Point-based annotation data
------------------------------
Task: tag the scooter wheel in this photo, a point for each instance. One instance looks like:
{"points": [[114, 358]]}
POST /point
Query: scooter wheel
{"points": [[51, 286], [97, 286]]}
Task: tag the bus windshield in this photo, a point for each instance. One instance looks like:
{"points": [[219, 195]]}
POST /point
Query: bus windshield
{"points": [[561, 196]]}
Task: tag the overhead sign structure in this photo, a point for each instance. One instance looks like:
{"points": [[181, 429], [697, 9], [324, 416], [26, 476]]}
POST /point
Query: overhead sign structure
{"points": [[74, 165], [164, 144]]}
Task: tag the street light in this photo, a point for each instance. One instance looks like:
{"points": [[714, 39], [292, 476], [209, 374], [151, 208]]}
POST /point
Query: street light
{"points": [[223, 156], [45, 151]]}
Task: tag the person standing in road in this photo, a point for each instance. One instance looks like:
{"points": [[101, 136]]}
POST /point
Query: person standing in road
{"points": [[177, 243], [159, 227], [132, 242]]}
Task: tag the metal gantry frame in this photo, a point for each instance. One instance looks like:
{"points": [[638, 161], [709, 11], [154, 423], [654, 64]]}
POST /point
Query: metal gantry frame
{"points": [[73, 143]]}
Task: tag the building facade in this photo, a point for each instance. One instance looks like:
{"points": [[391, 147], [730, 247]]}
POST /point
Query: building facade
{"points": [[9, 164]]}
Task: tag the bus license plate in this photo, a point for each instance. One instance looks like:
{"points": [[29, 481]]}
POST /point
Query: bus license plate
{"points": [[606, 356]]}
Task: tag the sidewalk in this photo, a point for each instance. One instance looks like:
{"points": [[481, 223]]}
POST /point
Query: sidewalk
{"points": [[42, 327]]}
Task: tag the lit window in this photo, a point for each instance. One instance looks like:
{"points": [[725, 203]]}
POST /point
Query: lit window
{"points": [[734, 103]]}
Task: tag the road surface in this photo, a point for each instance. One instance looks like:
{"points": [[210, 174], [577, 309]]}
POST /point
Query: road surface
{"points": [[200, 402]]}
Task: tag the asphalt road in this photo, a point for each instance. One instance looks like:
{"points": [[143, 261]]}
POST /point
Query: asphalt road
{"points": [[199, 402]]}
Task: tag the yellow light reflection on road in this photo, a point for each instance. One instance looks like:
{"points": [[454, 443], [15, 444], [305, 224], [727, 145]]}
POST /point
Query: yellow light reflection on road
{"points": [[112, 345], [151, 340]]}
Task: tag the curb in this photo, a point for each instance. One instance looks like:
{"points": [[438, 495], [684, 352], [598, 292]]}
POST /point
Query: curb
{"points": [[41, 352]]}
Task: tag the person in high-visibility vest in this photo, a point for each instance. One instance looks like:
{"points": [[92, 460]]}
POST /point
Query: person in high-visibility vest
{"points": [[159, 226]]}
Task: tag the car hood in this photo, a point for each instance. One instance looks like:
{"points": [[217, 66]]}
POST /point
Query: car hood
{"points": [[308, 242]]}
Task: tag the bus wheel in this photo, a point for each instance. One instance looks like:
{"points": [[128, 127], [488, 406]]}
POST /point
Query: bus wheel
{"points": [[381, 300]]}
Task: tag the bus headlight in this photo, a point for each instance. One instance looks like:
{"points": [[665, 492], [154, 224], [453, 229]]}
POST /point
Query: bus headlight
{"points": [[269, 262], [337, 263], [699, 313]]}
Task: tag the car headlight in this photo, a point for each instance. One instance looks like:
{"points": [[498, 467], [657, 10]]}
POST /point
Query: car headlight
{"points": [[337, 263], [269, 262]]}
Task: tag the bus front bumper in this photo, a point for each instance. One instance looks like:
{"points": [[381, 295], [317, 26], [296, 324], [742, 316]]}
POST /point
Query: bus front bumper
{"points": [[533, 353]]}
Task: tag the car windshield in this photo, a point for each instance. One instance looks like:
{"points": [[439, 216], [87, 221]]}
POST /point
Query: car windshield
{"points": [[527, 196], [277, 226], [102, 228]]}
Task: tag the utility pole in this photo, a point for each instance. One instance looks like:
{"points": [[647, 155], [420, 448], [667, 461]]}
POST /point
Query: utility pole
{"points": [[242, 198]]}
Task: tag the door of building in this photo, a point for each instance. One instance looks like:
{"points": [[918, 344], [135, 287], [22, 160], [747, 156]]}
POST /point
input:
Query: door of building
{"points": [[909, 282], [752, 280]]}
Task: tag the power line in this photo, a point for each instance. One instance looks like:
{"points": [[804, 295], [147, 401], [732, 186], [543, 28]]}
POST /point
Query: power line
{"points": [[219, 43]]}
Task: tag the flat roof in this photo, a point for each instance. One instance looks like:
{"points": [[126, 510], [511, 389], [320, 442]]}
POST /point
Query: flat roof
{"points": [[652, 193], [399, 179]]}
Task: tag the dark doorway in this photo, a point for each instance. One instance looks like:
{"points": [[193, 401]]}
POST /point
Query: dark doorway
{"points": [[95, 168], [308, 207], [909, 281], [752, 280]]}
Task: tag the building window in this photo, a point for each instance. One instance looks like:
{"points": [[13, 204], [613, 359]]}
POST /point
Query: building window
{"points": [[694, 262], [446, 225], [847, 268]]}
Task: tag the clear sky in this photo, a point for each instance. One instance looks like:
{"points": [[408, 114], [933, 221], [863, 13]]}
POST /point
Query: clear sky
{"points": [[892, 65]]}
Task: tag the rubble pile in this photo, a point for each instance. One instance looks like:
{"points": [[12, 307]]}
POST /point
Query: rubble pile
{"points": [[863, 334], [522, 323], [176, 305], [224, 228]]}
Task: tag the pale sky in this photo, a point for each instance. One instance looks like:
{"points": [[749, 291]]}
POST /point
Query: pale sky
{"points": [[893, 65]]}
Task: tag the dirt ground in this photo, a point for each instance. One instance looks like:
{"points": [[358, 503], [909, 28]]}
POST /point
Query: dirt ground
------------------------------
What is expected →
Your task is to give the records above again, exactly.

Finished task →
Task: tag the scooter wheel in this photo, a point for each instance. One instance looks like:
{"points": [[114, 358]]}
POST /point
Query: scooter wheel
{"points": [[51, 286], [97, 286]]}
Task: tag the bus windshield in this photo, a point for each instance. One instance looks like:
{"points": [[219, 195]]}
POST /point
Query: bus windshield
{"points": [[561, 196]]}
Task: tag the overhead sign structure in this photo, a point for each instance. One instance looks like:
{"points": [[181, 429], [697, 9], [324, 416], [26, 476]]}
POST /point
Query: overhead sign structure
{"points": [[74, 165], [164, 144]]}
Task: tag the street light in this photo, a point for each instance. One instance looks like:
{"points": [[714, 39], [292, 476], [209, 374], [151, 208]]}
POST /point
Query: street light
{"points": [[223, 156], [45, 151]]}
Task: tag the person standing in road in this photo, a point for each instance. One instance looks like:
{"points": [[101, 136]]}
POST /point
Query: person standing in road
{"points": [[177, 243], [159, 227], [132, 242]]}
Task: tag the metal gantry frame in this photo, a point for each instance. One instance looks like:
{"points": [[638, 161], [709, 11], [154, 423], [654, 64]]}
POST /point
Query: metal gantry frame
{"points": [[73, 143]]}
Task: tag the building facade in this photo, a point for each instance. One instance looks like:
{"points": [[391, 147], [730, 247]]}
POST /point
Query: building facade
{"points": [[9, 164]]}
Task: tag the bus license plate in this photo, a point for each instance. One instance looks like:
{"points": [[29, 481]]}
POST /point
Query: bus license plate
{"points": [[606, 356]]}
Task: tag the sidewalk in this photo, a point for each instance. One instance looks like:
{"points": [[481, 223]]}
POST /point
Query: sidewalk
{"points": [[42, 327]]}
Task: tag the lit window in this photo, a point for each instance. One instance looks like:
{"points": [[725, 203]]}
POST /point
Query: lit window
{"points": [[734, 103]]}
Task: tag the road surface in this photo, a point for each instance. One instance looks like:
{"points": [[210, 174], [577, 309]]}
POST /point
Query: road surface
{"points": [[200, 402]]}
Task: tag the asphalt road in this photo, a point for each instance. One instance looks like:
{"points": [[143, 261]]}
POST /point
Query: asphalt road
{"points": [[199, 402]]}
Task: tag the yellow light reflection on road in this photo, a point for each instance. One instance looks like:
{"points": [[454, 443], [15, 444], [305, 224], [727, 145]]}
POST /point
Query: yellow light reflection on road
{"points": [[112, 345], [151, 340]]}
Task: tag the curb in this photo, a point for each instance. One instance looks like:
{"points": [[438, 495], [684, 352], [598, 292]]}
POST /point
Query: curb
{"points": [[41, 352]]}
Task: tag the person in high-visibility vest in this photo, a point for each instance. One instance looks like:
{"points": [[92, 460]]}
POST /point
Query: person in high-visibility vest
{"points": [[159, 226]]}
Task: tag the car hood in this photo, a point for each instance. One instance looks like:
{"points": [[217, 66]]}
POST /point
Query: car hood
{"points": [[308, 242]]}
Task: tag the bus wheel in this photo, a point for each instance. One instance looks like:
{"points": [[128, 127], [488, 406]]}
POST /point
Query: bus wheel
{"points": [[381, 300]]}
Task: tag the bus headlight in this photo, a point for each instance. One instance looks like:
{"points": [[665, 492], [154, 224], [453, 229]]}
POST /point
Query: bus headlight
{"points": [[269, 262], [337, 263], [699, 313]]}
Task: tag the car headlight in this photo, a point for each instance. One instance looks like:
{"points": [[498, 467], [657, 10]]}
POST /point
Query: car headlight
{"points": [[337, 263], [269, 262]]}
Task: tag the bus front bumper in this photo, a point for each instance. One instance looks like:
{"points": [[381, 295], [317, 26], [296, 324], [742, 316]]}
POST /point
Query: bus front bumper
{"points": [[533, 353]]}
Task: tag the car windshield in this photo, a point for each instance. One instance looks like:
{"points": [[439, 216], [87, 221]]}
POST /point
Query: car windshield
{"points": [[527, 196], [277, 226], [102, 228]]}
Task: tag the utility pole in this photo, a point for each instance. One instance looks like:
{"points": [[647, 155], [420, 448], [667, 461]]}
POST /point
Query: utility pole
{"points": [[242, 198]]}
Task: tag the door of building in this photo, a point for each instance. One instance looks like:
{"points": [[918, 344], [135, 287], [22, 160], [747, 156]]}
POST /point
input:
Query: door of building
{"points": [[909, 282], [752, 280]]}
Task: tag the power line in this photo, a point for each instance. One instance looks like:
{"points": [[804, 295], [147, 401], [732, 186], [543, 28]]}
POST /point
Query: power line
{"points": [[219, 43]]}
Task: tag the flat roof in this photo, a point for each instance. One instance looks like:
{"points": [[126, 510], [511, 389], [320, 442]]}
POST /point
Query: flat roof
{"points": [[652, 193], [399, 179]]}
Task: tag the dark doorway in this photo, a point for each instance. One instance looks like:
{"points": [[193, 401]]}
POST /point
Query: dark doorway
{"points": [[95, 168], [308, 207], [909, 281], [752, 280]]}
Task: tag the building window in this photo, a point for each instance. One instance looks like:
{"points": [[13, 204], [613, 359]]}
POST /point
Query: building window
{"points": [[694, 262], [446, 225], [847, 268]]}
Task: tag the clear sky in this photo, a point for each instance. One instance looks like:
{"points": [[408, 114], [933, 221], [863, 13]]}
POST /point
Query: clear sky
{"points": [[892, 65]]}
Task: tag the rubble pile in this photo, a point for each instance. One instance looks like:
{"points": [[12, 307]]}
POST /point
Query: rubble pile
{"points": [[863, 334], [522, 323], [176, 305], [224, 228]]}
Task: tag the pale sky in this photo, a point for each instance. One instance looks like:
{"points": [[749, 291]]}
POST /point
Query: pale sky
{"points": [[893, 65]]}
Task: tag the dirt ground in this photo, a point for each instance. One instance looks like:
{"points": [[358, 503], [909, 28]]}
POST /point
Query: dirt ground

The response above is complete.